Print exactly the lines from the one that contains "x=654 y=718" through the final line of the entries below, both included, and nothing else; omit the pictures.

*** Supplied records ***

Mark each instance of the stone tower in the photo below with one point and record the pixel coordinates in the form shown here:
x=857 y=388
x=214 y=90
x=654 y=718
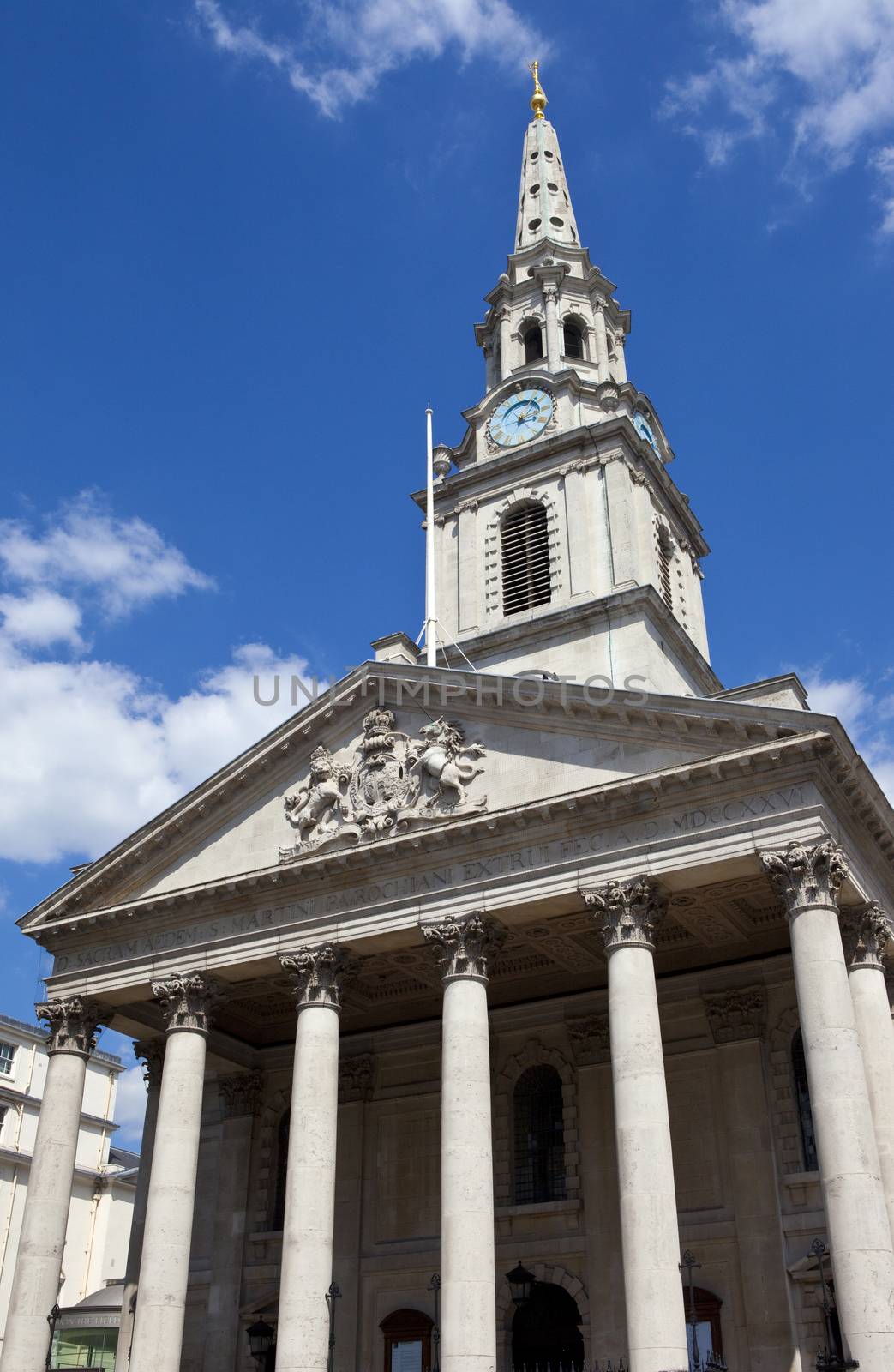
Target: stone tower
x=562 y=544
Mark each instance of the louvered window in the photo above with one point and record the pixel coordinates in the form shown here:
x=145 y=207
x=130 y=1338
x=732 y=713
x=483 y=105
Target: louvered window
x=525 y=552
x=539 y=1136
x=665 y=553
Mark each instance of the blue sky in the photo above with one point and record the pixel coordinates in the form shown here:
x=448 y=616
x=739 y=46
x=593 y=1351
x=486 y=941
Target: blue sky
x=246 y=244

*** End of Supplied records ***

§ Answer to this task
x=654 y=718
Target: stone tower
x=562 y=544
Mark each instance of the louvered window in the photo above with one point and record the pixel coordinates in the form shown here:
x=145 y=207
x=130 y=1338
x=732 y=713
x=483 y=105
Target: louvered window
x=525 y=552
x=539 y=1136
x=665 y=553
Mark each instance of the blue sky in the photo above with one point and record the pixel coordinates in the form shown here:
x=448 y=616
x=739 y=46
x=593 y=1351
x=486 y=941
Target: blue sky
x=246 y=244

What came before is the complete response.